**YOUR TASK**
Render the listing from the line with "Mark the dandelion seed" to the line with "[0,457,348,632]", both included, as a JSON list of strings with one string per line and blank lines left out.

**DATA SHOWN**
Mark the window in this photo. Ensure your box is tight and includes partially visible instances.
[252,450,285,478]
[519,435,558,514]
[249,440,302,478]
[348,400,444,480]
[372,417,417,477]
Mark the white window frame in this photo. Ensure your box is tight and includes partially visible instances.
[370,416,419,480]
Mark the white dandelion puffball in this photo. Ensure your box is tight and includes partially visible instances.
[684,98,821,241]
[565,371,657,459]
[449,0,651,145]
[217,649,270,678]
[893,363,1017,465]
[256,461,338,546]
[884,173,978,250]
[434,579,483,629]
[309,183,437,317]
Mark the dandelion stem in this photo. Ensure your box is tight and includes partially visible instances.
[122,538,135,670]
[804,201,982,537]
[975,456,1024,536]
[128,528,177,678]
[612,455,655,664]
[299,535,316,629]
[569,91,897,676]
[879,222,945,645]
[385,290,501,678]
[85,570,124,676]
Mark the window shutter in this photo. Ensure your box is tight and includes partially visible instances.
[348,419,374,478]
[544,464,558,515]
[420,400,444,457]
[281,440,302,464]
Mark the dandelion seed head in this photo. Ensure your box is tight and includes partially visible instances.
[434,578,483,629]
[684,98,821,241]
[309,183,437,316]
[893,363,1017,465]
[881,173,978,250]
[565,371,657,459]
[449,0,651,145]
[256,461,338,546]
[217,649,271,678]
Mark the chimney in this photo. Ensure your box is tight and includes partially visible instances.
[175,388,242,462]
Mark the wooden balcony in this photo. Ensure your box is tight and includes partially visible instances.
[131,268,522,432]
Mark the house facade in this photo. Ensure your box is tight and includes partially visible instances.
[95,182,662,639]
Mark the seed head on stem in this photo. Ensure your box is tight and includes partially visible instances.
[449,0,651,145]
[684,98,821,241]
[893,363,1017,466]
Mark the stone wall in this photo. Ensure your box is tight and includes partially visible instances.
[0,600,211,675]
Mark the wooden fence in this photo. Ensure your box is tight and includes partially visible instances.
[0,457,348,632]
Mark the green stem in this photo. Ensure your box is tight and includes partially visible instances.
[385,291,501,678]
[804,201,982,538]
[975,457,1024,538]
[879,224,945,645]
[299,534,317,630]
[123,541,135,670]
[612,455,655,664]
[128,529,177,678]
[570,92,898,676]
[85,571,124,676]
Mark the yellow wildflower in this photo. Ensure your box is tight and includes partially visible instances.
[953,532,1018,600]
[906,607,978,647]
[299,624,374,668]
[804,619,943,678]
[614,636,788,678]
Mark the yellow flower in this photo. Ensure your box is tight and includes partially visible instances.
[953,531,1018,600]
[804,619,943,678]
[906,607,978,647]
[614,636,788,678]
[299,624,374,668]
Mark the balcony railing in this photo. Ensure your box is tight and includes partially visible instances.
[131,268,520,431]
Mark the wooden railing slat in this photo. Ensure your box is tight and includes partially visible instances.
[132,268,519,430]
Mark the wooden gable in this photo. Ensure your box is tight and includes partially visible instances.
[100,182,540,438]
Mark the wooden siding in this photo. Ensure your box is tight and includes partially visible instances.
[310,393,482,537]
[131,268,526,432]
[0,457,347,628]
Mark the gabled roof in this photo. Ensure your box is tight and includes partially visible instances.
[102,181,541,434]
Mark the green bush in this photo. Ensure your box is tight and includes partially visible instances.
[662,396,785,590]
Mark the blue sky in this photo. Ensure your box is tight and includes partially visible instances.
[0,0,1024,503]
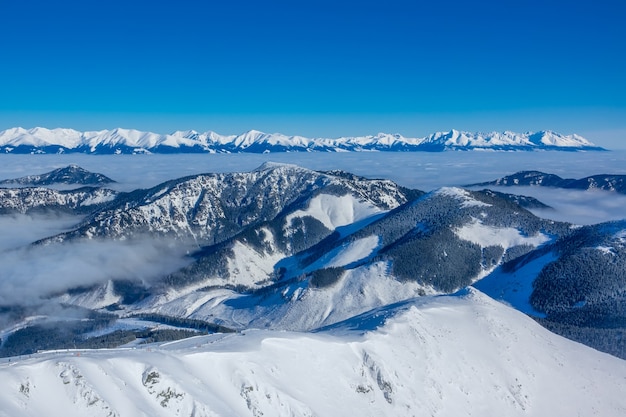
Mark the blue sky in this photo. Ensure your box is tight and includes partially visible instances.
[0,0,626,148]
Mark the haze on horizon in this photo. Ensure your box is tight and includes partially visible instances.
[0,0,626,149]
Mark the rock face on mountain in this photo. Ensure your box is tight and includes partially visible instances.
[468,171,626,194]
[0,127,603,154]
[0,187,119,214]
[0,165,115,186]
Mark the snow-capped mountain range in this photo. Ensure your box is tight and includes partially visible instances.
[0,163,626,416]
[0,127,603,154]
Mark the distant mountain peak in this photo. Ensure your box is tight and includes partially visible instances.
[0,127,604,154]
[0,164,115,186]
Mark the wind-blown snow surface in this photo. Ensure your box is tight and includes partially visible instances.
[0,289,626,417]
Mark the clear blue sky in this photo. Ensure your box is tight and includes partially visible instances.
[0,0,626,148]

...

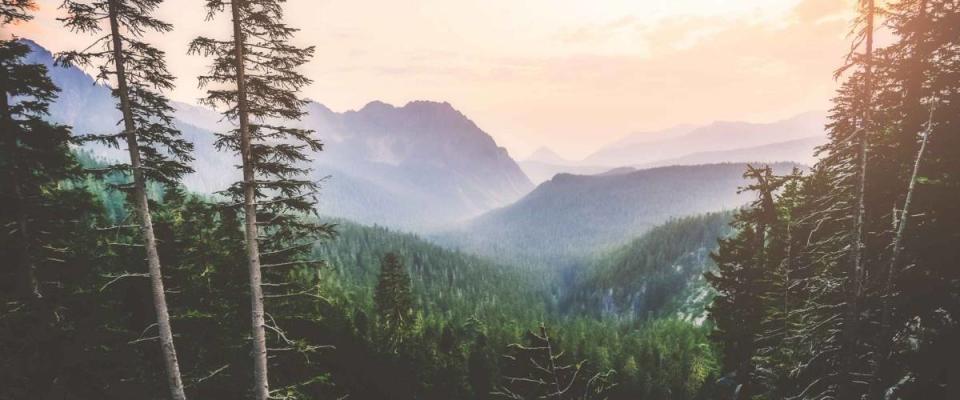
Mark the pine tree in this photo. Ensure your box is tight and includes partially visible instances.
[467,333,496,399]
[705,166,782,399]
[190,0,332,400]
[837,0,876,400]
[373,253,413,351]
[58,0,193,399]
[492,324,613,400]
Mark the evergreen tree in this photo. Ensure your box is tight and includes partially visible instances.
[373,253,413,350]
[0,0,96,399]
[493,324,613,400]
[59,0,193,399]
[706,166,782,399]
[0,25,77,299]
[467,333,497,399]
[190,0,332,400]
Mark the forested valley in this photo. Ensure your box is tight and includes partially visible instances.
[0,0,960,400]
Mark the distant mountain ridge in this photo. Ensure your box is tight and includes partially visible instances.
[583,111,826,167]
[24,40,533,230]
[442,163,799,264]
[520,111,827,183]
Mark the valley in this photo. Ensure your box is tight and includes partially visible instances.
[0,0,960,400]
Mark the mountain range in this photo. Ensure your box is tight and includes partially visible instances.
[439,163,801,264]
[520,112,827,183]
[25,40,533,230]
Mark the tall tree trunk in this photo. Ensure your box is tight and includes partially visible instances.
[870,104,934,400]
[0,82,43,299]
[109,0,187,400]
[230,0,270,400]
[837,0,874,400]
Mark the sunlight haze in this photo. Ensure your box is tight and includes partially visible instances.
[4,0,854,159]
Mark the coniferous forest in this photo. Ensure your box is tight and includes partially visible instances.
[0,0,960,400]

**COMPLETE RESPONSE**
[
  "Mark the dandelion seed head in this photo. Ensure your box is tight and includes partially visible instances.",
  "[434,578,483,629]",
  "[684,98,821,241]",
  "[309,183,437,316]",
  "[893,363,1017,465]",
  "[881,173,978,250]",
  "[565,371,657,459]",
  "[449,0,651,145]",
  "[256,461,338,546]",
  "[217,649,271,678]",
  "Mark the chimney in this photo. Ensure your box is tight and includes partially visible instances.",
  "[175,388,242,462]",
  "Mark the wooden balcony in this photo. Ensure your box is tight and includes partially visible instances.",
  "[131,268,522,432]",
  "Mark the house facade in this photo. Ensure your box is tight and includes partially visible instances.",
  "[95,182,662,639]",
  "Mark the seed head on stem in this photo. Ensure your box is tight and includes partially visible instances.",
  "[449,0,651,145]",
  "[684,98,821,241]",
  "[893,363,1017,466]",
  "Mark the stone wall in this photo. Ensure your box is tight and includes partially visible instances.",
  "[0,600,211,675]",
  "Mark the wooden fence in this photo. Ensure your box is tight and includes partially visible instances.",
  "[0,457,348,632]"
]